-------- TRECHOS DOS DADOS

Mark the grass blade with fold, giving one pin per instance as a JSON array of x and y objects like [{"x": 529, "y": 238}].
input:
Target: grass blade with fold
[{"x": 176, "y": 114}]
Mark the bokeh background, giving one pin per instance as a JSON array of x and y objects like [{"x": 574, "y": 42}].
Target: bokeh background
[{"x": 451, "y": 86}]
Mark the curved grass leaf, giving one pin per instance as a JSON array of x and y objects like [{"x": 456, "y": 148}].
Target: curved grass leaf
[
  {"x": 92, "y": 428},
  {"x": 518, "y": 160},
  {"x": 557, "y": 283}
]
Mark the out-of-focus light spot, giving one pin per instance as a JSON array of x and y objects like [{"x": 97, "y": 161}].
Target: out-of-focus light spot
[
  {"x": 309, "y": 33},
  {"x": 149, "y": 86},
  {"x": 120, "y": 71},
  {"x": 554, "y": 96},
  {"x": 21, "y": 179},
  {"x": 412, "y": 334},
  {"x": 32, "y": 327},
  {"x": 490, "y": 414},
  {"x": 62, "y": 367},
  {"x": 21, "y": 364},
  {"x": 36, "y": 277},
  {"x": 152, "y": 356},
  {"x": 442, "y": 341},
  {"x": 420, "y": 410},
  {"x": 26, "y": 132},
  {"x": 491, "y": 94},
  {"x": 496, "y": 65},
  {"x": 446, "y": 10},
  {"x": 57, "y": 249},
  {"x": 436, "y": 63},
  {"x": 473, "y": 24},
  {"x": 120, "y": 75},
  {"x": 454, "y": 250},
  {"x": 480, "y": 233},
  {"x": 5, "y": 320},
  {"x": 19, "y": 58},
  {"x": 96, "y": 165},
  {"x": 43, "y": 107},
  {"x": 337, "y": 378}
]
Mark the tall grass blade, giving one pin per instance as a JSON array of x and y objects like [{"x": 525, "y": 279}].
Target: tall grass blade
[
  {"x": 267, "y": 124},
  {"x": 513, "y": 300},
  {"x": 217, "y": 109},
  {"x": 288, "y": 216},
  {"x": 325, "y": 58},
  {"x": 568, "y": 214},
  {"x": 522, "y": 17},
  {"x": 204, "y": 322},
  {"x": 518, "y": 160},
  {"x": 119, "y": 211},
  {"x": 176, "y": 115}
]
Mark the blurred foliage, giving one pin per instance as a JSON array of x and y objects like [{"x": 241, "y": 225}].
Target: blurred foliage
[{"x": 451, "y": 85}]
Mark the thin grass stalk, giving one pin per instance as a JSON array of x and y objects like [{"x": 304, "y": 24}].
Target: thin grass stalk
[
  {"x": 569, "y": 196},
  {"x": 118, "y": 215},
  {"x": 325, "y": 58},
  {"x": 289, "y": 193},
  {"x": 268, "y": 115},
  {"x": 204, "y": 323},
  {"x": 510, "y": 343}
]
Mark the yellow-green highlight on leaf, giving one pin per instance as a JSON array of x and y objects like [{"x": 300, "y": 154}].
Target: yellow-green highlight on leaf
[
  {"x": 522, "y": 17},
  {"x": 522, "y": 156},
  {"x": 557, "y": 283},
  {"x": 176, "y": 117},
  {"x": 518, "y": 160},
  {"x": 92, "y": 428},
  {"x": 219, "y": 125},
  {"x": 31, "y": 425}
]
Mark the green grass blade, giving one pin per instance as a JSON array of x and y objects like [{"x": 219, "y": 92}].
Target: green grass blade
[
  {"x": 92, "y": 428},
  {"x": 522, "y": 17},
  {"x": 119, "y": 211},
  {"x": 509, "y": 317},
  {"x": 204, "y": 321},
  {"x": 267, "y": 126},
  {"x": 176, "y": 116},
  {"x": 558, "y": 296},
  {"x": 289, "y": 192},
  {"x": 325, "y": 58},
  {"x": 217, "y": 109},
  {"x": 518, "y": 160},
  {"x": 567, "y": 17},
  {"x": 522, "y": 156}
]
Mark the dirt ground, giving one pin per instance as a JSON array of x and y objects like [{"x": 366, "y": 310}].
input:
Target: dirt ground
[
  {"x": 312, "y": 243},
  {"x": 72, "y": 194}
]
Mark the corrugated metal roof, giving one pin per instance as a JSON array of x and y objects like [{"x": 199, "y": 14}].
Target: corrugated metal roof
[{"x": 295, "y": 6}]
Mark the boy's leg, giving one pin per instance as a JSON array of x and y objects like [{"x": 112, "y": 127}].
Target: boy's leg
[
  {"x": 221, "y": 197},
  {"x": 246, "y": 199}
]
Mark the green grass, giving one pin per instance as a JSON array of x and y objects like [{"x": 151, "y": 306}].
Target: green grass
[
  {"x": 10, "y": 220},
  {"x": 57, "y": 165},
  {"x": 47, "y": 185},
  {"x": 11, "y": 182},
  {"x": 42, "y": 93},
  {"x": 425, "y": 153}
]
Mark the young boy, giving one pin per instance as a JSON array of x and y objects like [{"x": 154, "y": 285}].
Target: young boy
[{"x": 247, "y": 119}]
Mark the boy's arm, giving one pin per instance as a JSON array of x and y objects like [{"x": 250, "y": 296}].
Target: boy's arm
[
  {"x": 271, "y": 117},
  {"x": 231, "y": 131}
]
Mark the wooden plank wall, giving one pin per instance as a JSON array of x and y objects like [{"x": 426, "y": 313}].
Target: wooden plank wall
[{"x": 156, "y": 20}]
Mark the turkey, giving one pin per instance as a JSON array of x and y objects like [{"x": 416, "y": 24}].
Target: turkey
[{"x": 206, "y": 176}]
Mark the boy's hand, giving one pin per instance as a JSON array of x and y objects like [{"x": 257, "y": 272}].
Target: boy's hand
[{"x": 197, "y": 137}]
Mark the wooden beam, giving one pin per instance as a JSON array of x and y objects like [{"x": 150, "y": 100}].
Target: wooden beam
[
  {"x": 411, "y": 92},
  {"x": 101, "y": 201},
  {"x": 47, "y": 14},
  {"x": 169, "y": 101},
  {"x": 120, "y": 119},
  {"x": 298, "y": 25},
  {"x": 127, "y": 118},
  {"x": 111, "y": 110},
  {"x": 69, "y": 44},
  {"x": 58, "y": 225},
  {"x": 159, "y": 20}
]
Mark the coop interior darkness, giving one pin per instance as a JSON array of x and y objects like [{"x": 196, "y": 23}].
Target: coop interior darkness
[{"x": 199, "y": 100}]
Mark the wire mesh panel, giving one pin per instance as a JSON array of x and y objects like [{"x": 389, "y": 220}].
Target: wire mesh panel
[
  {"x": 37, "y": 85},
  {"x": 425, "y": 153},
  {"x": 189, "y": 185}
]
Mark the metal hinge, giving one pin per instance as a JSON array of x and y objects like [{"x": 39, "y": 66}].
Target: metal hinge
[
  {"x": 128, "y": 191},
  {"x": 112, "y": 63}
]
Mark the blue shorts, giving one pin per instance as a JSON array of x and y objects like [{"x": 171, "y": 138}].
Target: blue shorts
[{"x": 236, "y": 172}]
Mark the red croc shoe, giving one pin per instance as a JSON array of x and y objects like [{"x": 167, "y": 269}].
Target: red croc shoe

----------------

REQUISITOS DO PROBLEMA: Reescreva, sem nenhuma alteração, as linhas desde a que contém "Mark the red" até a última, incluindo as duas.

SOLUÇÃO COMPLETA:
Mark the red croc shoe, giving one pin per instance as a JSON array of x and y objects like [{"x": 167, "y": 269}].
Target: red croc shoe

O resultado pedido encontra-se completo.